• [PAGE EXCERPT]:
For women, the ideal of the univira competed with economic and political necessity sometimes combined with pressure from relatives to remarry. Unless she already controlled her inheritance, as Cornelia Africana did, it would be difficult for her to survive on her own. If she was still in her father’s power, he might well urge her to remarry or simply arrange another politically beneficial marriage for her. By the 1st century BCE, the Augustan marriage laws made remarriage an even more attractive option by demanding higher taxes from the unmarried than from the married.
Some divorces, namely those for adultery, made it less likely that a woman would find a new spouse afterwards. Others happened specifically so that one partner could marry someone else. Livia Drusilla’s divorce from her first husband, for example, was immediately followed by her marriage to Octavian in 38 BCE. Aside from those few women who took on the ideal of the univira in their widowhood or could not find a second husband, remarriage was encouraged.
*For whom, as usual, we have the most evidence.
Bradley, K. R. "Remarriage and the Structure of the Upper-Class Roman Family." In Marriage, Divorce, and Children in Ancient Rome, edited by Beryl Rawson, 79-98. Oxford: Oxford University Press, 1991.
Corbier, Mireille. "Divorce and Adoption as Roman Familial Strategies. In Marriage, Divorce, and Children in Ancient Rome, edited by Beryl Rawson, 47-78. Oxford: Oxford University Press, 1991.
Pomeroy, Sarah. Goddesses, Whores, Wives, and Slaves: Women in Classical Antiquity. New York: Pantheon Books, 1995.

• [WRITTEN PROBLEM A]: Find every line in the records that contains the string "inflatable", and copy each of those lines.

• [EXTRACTED ENTRIES]:
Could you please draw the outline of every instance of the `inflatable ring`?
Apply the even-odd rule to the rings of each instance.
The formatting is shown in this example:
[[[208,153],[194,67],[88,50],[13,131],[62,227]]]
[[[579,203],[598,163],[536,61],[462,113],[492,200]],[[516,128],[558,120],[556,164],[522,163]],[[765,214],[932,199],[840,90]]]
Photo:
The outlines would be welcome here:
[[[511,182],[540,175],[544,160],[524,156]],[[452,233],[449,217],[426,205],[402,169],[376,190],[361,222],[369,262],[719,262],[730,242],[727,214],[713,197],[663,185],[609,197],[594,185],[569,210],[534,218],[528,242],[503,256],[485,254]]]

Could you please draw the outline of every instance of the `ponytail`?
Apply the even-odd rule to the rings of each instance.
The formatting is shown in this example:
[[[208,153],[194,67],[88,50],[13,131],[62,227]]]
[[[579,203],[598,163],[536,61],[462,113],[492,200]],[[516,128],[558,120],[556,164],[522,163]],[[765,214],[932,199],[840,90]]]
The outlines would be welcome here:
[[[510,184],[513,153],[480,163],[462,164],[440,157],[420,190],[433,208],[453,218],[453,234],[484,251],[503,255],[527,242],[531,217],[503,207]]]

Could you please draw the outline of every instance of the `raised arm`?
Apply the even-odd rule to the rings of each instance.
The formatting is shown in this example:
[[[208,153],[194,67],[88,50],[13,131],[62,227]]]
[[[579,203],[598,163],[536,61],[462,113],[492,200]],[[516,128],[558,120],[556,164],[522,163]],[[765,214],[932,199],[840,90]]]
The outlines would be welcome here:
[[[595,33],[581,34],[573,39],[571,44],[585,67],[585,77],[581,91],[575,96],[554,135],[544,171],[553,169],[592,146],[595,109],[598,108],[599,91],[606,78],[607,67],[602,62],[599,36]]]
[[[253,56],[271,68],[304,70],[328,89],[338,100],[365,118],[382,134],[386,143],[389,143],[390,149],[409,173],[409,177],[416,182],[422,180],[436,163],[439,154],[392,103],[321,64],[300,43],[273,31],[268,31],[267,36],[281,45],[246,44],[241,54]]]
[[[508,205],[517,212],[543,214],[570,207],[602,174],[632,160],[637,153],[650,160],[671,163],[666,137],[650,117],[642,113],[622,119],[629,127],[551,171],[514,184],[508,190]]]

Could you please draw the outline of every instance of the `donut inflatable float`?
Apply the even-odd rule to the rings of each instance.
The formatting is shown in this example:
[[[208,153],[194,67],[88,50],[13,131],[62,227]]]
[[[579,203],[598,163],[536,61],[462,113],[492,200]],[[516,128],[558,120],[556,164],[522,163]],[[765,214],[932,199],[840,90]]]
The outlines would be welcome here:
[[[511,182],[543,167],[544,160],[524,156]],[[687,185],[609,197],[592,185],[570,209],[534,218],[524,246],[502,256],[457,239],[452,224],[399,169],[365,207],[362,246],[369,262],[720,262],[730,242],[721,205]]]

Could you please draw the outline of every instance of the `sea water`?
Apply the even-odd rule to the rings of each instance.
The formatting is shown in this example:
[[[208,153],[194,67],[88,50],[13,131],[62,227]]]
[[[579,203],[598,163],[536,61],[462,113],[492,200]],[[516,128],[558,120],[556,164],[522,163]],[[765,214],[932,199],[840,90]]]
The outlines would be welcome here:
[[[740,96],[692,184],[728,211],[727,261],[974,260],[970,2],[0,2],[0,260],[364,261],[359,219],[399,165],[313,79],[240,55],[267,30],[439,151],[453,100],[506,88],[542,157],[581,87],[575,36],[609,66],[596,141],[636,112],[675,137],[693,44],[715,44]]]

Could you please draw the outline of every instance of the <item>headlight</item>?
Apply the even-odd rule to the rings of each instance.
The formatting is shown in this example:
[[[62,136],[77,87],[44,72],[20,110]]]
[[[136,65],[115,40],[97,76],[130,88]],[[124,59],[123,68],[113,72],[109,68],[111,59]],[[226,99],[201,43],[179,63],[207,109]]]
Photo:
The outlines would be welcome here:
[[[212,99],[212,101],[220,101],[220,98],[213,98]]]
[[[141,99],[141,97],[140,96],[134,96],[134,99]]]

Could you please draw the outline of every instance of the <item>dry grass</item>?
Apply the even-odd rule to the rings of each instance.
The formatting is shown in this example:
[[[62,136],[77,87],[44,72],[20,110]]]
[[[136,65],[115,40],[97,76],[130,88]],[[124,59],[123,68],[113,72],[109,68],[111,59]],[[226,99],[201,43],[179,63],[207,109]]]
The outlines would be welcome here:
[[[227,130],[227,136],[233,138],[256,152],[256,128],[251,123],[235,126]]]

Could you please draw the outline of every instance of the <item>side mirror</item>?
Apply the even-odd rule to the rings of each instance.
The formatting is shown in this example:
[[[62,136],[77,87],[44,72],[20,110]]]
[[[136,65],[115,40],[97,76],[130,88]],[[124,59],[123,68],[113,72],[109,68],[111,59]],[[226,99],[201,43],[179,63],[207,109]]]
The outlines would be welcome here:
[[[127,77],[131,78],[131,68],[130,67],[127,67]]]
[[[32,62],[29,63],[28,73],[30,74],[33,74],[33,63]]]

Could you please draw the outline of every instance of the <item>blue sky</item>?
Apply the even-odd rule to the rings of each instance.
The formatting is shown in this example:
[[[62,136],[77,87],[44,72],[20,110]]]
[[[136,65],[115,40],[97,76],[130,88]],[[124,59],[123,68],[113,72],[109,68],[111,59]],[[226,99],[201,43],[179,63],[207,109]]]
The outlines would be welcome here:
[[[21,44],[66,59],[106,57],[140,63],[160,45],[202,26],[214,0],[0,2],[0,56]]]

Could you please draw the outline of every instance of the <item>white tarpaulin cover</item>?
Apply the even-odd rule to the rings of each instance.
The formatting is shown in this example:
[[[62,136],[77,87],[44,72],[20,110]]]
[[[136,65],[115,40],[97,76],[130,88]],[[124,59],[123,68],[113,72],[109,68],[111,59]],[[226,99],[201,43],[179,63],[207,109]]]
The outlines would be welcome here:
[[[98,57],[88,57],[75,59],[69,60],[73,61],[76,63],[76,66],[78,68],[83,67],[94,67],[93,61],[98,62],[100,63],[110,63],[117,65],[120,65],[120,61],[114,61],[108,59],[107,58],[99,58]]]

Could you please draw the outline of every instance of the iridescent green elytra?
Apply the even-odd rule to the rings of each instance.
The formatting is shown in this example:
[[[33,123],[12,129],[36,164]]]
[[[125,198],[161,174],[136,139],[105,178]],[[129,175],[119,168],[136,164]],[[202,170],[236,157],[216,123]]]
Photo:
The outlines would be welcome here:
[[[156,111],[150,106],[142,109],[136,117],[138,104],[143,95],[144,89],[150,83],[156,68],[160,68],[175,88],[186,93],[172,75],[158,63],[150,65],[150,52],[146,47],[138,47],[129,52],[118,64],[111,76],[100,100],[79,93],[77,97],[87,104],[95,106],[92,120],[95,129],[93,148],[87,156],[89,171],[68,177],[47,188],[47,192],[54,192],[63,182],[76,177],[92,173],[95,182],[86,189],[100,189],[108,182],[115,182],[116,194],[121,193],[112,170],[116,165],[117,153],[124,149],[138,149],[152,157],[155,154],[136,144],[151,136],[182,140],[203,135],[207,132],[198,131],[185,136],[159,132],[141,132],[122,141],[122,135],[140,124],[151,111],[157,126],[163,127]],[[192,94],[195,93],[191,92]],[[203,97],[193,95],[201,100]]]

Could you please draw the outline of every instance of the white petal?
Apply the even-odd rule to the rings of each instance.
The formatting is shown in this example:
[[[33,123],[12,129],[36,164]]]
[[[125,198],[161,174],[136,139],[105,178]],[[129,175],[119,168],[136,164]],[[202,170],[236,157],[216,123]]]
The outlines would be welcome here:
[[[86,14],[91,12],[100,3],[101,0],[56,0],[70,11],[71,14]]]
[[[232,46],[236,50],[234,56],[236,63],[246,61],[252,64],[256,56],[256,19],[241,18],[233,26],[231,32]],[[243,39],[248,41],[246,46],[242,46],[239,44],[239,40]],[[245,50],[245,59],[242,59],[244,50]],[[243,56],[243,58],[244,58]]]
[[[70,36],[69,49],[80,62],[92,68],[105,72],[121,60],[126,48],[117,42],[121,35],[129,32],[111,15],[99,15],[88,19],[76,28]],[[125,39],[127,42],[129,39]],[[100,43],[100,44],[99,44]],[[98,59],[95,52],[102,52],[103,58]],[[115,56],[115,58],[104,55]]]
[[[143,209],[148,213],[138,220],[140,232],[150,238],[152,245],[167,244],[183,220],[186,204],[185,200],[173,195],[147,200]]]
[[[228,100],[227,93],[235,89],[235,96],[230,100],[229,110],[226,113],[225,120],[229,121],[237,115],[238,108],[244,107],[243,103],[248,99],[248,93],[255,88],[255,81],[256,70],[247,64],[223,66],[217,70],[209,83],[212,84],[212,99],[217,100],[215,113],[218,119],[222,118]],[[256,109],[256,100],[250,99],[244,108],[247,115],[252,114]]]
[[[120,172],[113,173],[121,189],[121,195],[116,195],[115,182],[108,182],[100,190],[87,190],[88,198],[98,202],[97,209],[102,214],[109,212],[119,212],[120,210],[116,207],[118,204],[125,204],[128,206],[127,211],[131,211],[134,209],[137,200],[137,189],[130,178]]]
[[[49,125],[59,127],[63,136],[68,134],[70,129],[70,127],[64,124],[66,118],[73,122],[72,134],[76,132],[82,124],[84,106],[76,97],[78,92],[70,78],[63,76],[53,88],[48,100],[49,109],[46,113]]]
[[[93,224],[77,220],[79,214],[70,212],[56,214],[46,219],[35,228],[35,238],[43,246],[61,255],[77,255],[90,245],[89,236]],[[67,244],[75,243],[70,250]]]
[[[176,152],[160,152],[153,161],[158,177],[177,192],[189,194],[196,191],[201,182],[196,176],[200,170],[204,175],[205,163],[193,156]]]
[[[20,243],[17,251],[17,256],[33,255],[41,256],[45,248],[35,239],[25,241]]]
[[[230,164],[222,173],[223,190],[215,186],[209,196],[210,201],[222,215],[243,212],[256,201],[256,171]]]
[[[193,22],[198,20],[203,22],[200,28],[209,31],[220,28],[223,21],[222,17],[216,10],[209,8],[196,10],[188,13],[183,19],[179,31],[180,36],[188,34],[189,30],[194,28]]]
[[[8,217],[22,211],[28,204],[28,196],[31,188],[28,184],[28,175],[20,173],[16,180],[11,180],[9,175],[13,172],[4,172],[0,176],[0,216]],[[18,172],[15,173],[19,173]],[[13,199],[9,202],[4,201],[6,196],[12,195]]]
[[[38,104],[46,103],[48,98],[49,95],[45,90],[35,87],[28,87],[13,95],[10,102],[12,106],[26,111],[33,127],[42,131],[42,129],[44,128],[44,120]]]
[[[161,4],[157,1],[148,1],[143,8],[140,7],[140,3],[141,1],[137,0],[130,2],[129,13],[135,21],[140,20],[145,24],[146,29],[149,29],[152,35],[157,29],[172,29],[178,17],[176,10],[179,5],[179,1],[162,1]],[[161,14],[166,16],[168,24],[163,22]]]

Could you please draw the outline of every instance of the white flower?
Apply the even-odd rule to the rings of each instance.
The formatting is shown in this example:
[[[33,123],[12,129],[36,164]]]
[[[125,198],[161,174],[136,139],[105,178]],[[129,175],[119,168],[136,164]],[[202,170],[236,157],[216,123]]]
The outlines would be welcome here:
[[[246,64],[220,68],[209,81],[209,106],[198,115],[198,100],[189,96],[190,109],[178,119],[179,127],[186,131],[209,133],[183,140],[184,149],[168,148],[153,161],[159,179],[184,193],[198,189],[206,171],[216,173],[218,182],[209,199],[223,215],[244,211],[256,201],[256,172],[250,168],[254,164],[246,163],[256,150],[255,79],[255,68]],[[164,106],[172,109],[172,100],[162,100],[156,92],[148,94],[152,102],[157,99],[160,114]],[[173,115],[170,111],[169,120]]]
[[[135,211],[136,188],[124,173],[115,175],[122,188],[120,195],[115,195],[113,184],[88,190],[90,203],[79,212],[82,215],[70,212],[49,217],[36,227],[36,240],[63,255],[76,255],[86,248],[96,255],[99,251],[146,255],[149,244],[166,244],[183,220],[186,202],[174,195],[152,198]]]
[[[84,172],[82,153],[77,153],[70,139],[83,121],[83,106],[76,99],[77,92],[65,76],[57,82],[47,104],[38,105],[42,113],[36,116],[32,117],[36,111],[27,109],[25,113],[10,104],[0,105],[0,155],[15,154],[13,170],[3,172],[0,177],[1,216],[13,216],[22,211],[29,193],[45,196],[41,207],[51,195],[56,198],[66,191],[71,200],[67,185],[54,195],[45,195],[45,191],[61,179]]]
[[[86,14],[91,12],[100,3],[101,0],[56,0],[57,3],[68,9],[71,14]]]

• [WRITTEN PROBLEM B]: Condense the paragraph that begins "Some divorces, namely" in the passage on Roman remarriage into a shorter version that keeps its main facts.

• [FULL RESPONSE A]:
Could you please draw the outline of every instance of the `inflatable ring`?
Could you please draw the outline of every instance of the `donut inflatable float`?

• [FULL RESPONSE B]: Divorce for adultery made it less likely that a woman would remarry. Other divorces happened so that one partner could marry someone else. Livia Drusilla, for example, married Octavian in 38 BCE immediately after divorcing her first husband. Remarriage was encouraged, except for the few women who took on the univira ideal as widows or could not find a second husband.